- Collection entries
________

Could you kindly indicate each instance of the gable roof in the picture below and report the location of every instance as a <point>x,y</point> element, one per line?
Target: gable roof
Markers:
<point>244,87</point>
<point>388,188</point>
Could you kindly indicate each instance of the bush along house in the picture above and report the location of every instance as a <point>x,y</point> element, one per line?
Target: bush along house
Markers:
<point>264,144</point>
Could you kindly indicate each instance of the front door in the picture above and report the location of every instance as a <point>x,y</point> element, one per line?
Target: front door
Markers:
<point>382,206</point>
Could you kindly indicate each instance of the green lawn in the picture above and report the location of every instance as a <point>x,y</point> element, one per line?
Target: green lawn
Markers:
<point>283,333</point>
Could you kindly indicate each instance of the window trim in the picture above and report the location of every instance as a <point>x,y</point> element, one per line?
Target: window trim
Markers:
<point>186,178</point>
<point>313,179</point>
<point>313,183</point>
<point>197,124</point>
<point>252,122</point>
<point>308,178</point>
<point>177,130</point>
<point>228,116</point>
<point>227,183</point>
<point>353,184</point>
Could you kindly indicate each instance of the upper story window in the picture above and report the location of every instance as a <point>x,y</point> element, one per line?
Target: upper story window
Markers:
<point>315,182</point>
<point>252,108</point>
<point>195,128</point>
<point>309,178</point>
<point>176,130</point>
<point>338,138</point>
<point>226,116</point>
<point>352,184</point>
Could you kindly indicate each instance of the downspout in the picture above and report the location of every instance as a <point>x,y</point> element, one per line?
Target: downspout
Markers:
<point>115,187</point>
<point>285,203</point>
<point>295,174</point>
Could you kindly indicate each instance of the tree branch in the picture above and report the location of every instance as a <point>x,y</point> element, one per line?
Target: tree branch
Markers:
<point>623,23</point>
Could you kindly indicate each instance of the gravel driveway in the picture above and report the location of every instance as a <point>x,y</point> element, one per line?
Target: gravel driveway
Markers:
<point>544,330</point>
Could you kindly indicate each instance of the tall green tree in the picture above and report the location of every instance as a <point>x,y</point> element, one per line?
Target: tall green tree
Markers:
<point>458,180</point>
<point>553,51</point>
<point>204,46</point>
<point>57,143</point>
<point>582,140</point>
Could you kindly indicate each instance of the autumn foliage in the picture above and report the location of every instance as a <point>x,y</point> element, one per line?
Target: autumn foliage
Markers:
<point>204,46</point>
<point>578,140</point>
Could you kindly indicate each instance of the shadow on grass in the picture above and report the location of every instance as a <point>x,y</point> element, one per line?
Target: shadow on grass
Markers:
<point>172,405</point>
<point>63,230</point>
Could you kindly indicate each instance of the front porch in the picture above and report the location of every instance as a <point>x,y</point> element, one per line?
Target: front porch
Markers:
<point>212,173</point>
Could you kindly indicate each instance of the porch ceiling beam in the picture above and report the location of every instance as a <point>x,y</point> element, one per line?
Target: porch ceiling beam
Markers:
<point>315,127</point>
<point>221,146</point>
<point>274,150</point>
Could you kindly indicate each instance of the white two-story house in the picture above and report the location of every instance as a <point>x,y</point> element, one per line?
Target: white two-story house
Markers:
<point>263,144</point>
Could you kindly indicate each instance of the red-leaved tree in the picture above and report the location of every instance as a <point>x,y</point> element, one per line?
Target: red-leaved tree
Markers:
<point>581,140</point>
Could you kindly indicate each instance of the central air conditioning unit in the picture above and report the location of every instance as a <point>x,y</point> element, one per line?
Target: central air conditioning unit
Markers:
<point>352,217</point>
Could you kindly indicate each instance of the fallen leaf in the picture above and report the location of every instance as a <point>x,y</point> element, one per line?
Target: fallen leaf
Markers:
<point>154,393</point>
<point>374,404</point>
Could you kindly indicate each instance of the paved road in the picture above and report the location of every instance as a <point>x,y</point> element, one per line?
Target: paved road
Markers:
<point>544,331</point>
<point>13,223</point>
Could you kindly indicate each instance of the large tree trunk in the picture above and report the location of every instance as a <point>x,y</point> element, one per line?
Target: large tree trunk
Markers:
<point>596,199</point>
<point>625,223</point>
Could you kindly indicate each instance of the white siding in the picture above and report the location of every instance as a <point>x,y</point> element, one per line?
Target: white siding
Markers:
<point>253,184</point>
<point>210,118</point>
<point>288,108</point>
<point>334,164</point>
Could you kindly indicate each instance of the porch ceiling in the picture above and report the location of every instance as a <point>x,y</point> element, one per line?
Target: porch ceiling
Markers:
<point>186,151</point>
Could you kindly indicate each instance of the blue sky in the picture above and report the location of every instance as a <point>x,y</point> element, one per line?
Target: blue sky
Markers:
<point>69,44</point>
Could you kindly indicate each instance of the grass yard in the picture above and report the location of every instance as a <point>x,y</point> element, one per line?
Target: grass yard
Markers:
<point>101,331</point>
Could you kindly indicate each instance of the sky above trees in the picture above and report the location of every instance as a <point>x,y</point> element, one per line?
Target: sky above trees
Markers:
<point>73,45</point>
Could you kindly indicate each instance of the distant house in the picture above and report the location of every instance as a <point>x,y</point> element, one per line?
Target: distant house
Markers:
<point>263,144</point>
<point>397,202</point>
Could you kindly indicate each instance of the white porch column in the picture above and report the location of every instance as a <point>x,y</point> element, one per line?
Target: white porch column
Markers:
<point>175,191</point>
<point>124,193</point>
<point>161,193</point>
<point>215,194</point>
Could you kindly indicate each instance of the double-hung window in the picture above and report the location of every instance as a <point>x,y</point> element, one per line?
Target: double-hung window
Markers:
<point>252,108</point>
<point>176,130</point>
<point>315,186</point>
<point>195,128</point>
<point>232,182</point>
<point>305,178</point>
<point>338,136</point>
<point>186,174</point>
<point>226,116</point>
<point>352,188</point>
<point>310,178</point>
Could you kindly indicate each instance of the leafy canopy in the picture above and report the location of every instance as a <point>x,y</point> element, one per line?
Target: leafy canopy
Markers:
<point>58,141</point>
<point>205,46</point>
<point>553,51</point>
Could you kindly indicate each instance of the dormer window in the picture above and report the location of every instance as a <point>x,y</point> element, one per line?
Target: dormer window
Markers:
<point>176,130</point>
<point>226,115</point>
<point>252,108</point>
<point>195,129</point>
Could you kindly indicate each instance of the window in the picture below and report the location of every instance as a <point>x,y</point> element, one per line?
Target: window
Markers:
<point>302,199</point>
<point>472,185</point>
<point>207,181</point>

________

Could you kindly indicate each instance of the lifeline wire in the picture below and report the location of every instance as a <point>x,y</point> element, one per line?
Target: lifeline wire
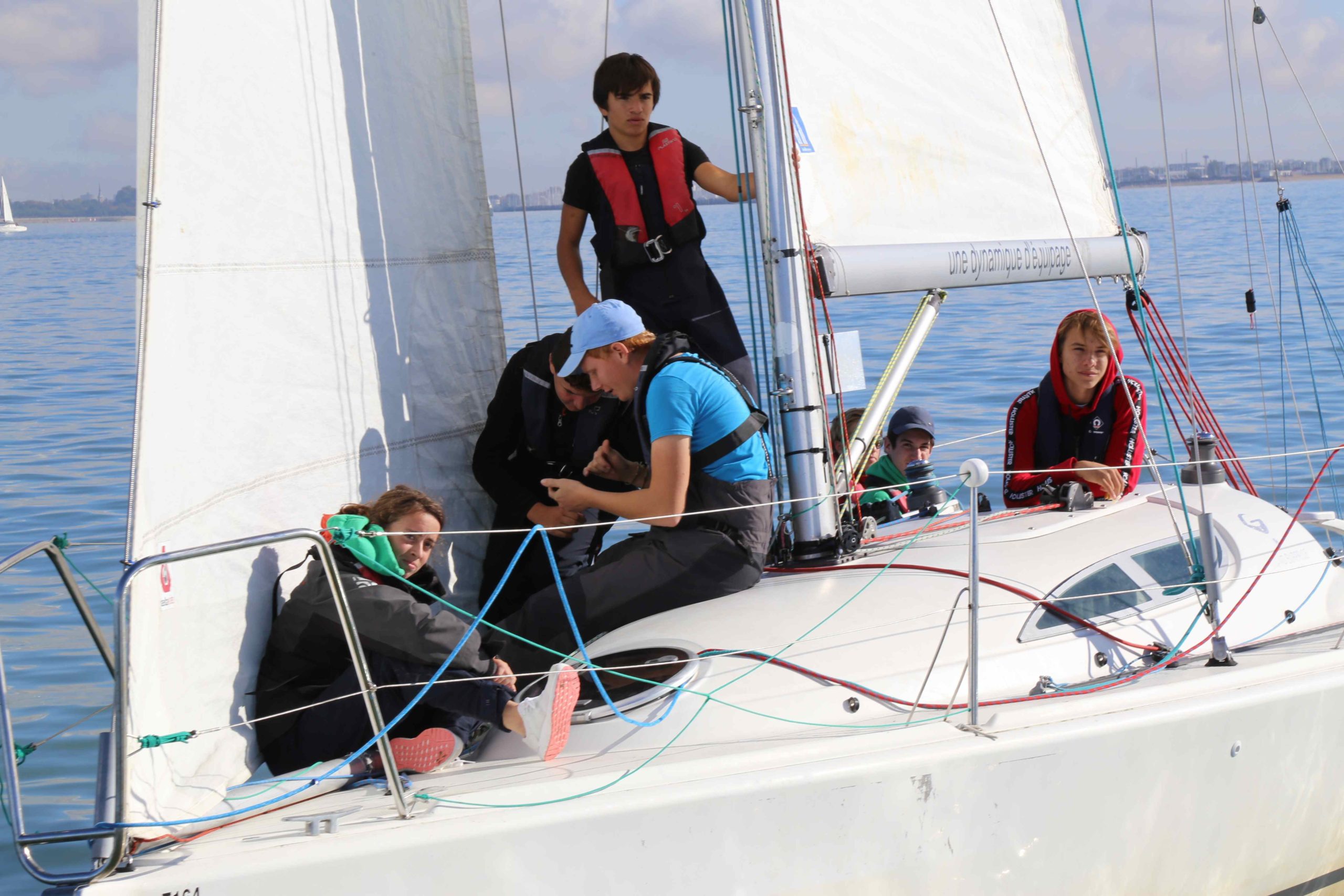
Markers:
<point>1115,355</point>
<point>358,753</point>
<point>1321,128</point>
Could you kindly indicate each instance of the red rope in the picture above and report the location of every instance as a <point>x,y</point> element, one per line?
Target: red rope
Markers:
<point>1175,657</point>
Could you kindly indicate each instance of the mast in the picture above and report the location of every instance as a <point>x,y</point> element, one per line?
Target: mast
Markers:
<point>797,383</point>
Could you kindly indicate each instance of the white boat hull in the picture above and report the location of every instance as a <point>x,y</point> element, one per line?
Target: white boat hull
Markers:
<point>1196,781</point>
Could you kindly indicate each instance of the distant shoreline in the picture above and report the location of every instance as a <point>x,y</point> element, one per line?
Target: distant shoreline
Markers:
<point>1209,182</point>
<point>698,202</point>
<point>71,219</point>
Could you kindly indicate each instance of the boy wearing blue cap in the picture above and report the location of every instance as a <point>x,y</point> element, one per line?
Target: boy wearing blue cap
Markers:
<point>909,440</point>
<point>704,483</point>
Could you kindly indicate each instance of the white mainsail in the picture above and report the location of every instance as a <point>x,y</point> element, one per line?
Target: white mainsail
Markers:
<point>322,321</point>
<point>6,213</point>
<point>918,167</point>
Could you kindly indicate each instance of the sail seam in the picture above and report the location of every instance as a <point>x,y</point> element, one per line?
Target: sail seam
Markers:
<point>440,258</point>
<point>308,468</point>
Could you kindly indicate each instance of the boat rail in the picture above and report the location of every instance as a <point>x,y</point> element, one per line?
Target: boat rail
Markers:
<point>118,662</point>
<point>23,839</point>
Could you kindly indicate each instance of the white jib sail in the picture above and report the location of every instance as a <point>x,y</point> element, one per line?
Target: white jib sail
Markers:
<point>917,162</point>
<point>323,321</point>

________

- THE TASK
From the records above, extract exactly and only the lines that begin at the line with "Could you kindly indicate each instance of the upper" and stop after the line with "Target: upper story window".

- SOLUTION TO THIS EXERCISE
Could you kindly indicate each instance of the upper story window in the picture above and report the location of every instance as a <point>x,y</point> element, one per line?
Target: upper story window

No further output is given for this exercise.